Pointing dataset excerpts
-- BEGIN --

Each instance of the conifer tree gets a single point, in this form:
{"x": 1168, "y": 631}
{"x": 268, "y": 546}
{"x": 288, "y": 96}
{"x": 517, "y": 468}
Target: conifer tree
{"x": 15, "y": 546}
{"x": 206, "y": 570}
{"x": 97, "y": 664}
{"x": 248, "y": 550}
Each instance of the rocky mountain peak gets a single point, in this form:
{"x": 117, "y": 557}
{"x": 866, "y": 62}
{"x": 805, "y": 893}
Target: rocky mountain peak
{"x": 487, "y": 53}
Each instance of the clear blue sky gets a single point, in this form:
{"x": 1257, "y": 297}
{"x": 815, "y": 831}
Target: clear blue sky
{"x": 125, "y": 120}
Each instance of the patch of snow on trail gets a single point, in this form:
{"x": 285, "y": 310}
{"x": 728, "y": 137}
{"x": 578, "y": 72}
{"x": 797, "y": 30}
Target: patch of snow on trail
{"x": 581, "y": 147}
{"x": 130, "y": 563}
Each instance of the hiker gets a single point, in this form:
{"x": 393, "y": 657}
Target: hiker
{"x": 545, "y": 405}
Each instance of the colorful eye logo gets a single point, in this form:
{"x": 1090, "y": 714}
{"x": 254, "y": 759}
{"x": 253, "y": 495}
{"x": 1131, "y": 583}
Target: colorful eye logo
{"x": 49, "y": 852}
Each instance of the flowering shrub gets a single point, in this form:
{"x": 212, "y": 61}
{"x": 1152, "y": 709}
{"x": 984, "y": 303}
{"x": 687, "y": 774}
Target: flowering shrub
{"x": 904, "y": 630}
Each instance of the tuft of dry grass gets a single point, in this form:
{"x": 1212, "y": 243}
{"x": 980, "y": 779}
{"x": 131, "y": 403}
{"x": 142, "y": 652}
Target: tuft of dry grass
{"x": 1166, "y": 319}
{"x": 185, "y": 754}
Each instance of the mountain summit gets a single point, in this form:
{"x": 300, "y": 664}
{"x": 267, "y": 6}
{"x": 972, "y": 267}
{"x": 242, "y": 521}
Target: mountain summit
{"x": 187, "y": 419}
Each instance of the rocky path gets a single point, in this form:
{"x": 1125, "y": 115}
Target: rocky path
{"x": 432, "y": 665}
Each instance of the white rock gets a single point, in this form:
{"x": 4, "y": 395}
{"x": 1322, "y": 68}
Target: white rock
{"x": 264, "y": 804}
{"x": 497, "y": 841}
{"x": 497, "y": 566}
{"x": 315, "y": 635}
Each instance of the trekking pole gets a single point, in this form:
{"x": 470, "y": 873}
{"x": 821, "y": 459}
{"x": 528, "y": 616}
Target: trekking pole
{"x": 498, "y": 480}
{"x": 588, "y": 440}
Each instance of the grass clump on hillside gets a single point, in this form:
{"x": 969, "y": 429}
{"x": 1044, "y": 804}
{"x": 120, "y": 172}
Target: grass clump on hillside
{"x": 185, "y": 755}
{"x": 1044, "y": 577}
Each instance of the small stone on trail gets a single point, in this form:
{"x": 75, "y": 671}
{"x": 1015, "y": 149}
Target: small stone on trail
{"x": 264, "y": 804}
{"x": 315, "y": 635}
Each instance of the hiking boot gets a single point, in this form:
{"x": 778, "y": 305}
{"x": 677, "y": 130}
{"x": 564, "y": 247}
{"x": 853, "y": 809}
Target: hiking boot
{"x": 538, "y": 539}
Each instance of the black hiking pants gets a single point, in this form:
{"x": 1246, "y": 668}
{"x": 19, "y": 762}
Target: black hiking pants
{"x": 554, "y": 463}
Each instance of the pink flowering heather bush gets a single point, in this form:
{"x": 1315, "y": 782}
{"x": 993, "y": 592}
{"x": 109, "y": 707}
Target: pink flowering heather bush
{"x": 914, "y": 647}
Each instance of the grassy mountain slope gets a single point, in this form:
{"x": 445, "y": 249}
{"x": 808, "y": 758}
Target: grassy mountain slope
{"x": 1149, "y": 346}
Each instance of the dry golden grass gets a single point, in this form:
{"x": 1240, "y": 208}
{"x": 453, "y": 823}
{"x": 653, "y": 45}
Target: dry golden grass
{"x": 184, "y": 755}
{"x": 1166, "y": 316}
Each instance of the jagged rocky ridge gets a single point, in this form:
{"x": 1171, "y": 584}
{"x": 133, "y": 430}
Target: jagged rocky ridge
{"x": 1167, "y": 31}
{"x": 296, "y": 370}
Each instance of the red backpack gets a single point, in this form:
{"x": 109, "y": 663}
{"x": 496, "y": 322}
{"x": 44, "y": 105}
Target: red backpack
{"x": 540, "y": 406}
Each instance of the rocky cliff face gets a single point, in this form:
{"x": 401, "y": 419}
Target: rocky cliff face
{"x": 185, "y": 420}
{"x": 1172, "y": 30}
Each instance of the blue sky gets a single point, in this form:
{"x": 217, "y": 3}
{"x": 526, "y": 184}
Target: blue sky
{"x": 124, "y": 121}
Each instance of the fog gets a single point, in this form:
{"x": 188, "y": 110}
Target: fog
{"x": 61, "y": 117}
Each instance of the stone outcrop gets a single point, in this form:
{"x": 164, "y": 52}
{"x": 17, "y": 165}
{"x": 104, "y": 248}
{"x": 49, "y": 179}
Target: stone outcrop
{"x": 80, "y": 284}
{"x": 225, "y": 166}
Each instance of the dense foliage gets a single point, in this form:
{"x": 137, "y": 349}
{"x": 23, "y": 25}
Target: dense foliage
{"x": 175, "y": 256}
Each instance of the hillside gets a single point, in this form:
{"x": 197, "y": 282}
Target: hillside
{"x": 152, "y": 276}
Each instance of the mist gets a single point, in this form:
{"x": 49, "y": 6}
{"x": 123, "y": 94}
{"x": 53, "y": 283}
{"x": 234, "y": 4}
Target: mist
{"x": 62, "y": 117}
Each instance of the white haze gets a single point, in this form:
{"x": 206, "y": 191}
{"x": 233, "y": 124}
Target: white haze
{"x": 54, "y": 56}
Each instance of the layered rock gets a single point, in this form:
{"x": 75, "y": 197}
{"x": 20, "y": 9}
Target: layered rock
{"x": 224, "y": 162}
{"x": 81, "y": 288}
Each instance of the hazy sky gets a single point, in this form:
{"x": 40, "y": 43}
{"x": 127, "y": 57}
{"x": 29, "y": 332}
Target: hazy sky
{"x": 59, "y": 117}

-- END --

Exercise aim
Repeat the records above exactly as they appear.

Task result
Each instance of the conifer tree gets a single point, in this form:
{"x": 1168, "y": 631}
{"x": 268, "y": 546}
{"x": 288, "y": 96}
{"x": 517, "y": 468}
Target: conifer tree
{"x": 15, "y": 546}
{"x": 206, "y": 570}
{"x": 97, "y": 664}
{"x": 248, "y": 550}
Each instance of the rocky mountain peak gets a single point, in this form:
{"x": 117, "y": 557}
{"x": 866, "y": 62}
{"x": 805, "y": 893}
Target: rocky mountain peak
{"x": 487, "y": 53}
Each instance of the clear blue sky gets a single point, in this form:
{"x": 1257, "y": 297}
{"x": 815, "y": 831}
Target: clear blue sky
{"x": 125, "y": 120}
Each instance of the patch of snow on trail gets a single point, in this form:
{"x": 285, "y": 310}
{"x": 728, "y": 137}
{"x": 578, "y": 72}
{"x": 797, "y": 30}
Target: patch of snow on trail
{"x": 581, "y": 147}
{"x": 130, "y": 563}
Each instance of the hiker gets a single point, in this form:
{"x": 393, "y": 657}
Target: hiker
{"x": 545, "y": 405}
Each instance of the colorful eye logo gets a single point, in this form:
{"x": 1090, "y": 714}
{"x": 254, "y": 759}
{"x": 253, "y": 495}
{"x": 1131, "y": 583}
Target: colorful eye logo
{"x": 49, "y": 852}
Each instance of the flowering shrub gets a single point, in this form:
{"x": 212, "y": 61}
{"x": 1152, "y": 709}
{"x": 984, "y": 303}
{"x": 687, "y": 774}
Target: flowering shrub
{"x": 904, "y": 630}
Each instance of the tuft of dry grass gets a single point, in this form:
{"x": 1212, "y": 243}
{"x": 980, "y": 779}
{"x": 131, "y": 403}
{"x": 142, "y": 652}
Target: tuft of dry grass
{"x": 1166, "y": 319}
{"x": 185, "y": 754}
Each instance of the mountain summit gets a single point, in this form:
{"x": 300, "y": 664}
{"x": 267, "y": 6}
{"x": 972, "y": 267}
{"x": 242, "y": 521}
Target: mountain summit
{"x": 187, "y": 419}
Each instance of the rocky path gets a single point, in this form:
{"x": 1125, "y": 115}
Target: rocky path
{"x": 432, "y": 665}
Each instance of the white rock gets a single point, in this form:
{"x": 4, "y": 395}
{"x": 1322, "y": 68}
Target: white rock
{"x": 264, "y": 804}
{"x": 497, "y": 841}
{"x": 497, "y": 566}
{"x": 315, "y": 635}
Each instance of the trekking pole gets a single point, in this form:
{"x": 470, "y": 873}
{"x": 821, "y": 459}
{"x": 528, "y": 616}
Target: trekking pole
{"x": 498, "y": 480}
{"x": 588, "y": 440}
Each instance of the grass clump on hillside gets a single point, in this form:
{"x": 969, "y": 429}
{"x": 1044, "y": 804}
{"x": 120, "y": 172}
Target: grass clump on hillside
{"x": 185, "y": 755}
{"x": 1044, "y": 577}
Each instance of the small stone on trail gets a single point, in this form:
{"x": 75, "y": 671}
{"x": 1015, "y": 149}
Target: small stone on trail
{"x": 264, "y": 804}
{"x": 315, "y": 635}
Each instance of the hiking boot gets a single point, in this form:
{"x": 778, "y": 305}
{"x": 677, "y": 130}
{"x": 564, "y": 247}
{"x": 853, "y": 809}
Target: hiking boot
{"x": 538, "y": 539}
Each instance of the black hiking pants gets a single point, in this form:
{"x": 1246, "y": 668}
{"x": 19, "y": 762}
Target: black hiking pants
{"x": 554, "y": 463}
Each instance of the pink flowering heather bush gets a single point, in this form:
{"x": 1315, "y": 782}
{"x": 993, "y": 592}
{"x": 109, "y": 707}
Target: pink flowering heather bush
{"x": 914, "y": 647}
Each instance of the grassy mountain slope gets a single point, in this form:
{"x": 445, "y": 249}
{"x": 808, "y": 758}
Target: grassy mountain slope
{"x": 1149, "y": 346}
Each instance of the dry golden grass gets a single point, in this form:
{"x": 1240, "y": 208}
{"x": 453, "y": 823}
{"x": 653, "y": 45}
Target: dry golden grass
{"x": 184, "y": 755}
{"x": 1166, "y": 316}
Each instance of the jagged rocky ridge gets a single point, in this form:
{"x": 1171, "y": 584}
{"x": 133, "y": 430}
Target: jagged rocky ridge
{"x": 1167, "y": 31}
{"x": 296, "y": 370}
Each instance of the red backpack gets a single point, in this form:
{"x": 109, "y": 663}
{"x": 496, "y": 322}
{"x": 44, "y": 105}
Target: red backpack
{"x": 540, "y": 406}
Each instance of the rocky cliff face gets a single point, in this form:
{"x": 401, "y": 419}
Target: rocky cliff face
{"x": 185, "y": 420}
{"x": 1172, "y": 30}
Each instance of the blue sky gets a single point, in this form:
{"x": 217, "y": 3}
{"x": 526, "y": 184}
Target: blue sky
{"x": 124, "y": 121}
Each instance of the fog gets a single point, in this form:
{"x": 188, "y": 110}
Target: fog
{"x": 61, "y": 117}
Each instance of the stone outcrop gets a single point, in this form:
{"x": 164, "y": 52}
{"x": 17, "y": 165}
{"x": 104, "y": 248}
{"x": 49, "y": 179}
Target: stone outcrop
{"x": 80, "y": 284}
{"x": 225, "y": 166}
Each instance of the dense foliage gets a single point, in this form:
{"x": 137, "y": 349}
{"x": 23, "y": 25}
Target: dense foliage
{"x": 175, "y": 256}
Each instance of the hillside gets a single point, in this form:
{"x": 197, "y": 282}
Target: hillside
{"x": 152, "y": 276}
Each instance of the mist gets a single point, in this form:
{"x": 49, "y": 6}
{"x": 123, "y": 94}
{"x": 53, "y": 283}
{"x": 234, "y": 4}
Target: mist
{"x": 62, "y": 117}
Each instance of the white haze gets a single point, in this form:
{"x": 206, "y": 191}
{"x": 233, "y": 124}
Target: white haze
{"x": 54, "y": 56}
Each instance of the layered rock gets a single point, in this form:
{"x": 75, "y": 197}
{"x": 20, "y": 9}
Target: layered rock
{"x": 224, "y": 162}
{"x": 81, "y": 288}
Each instance of the hazy sky gets a single point, in this form:
{"x": 40, "y": 43}
{"x": 127, "y": 57}
{"x": 29, "y": 332}
Target: hazy sky
{"x": 59, "y": 117}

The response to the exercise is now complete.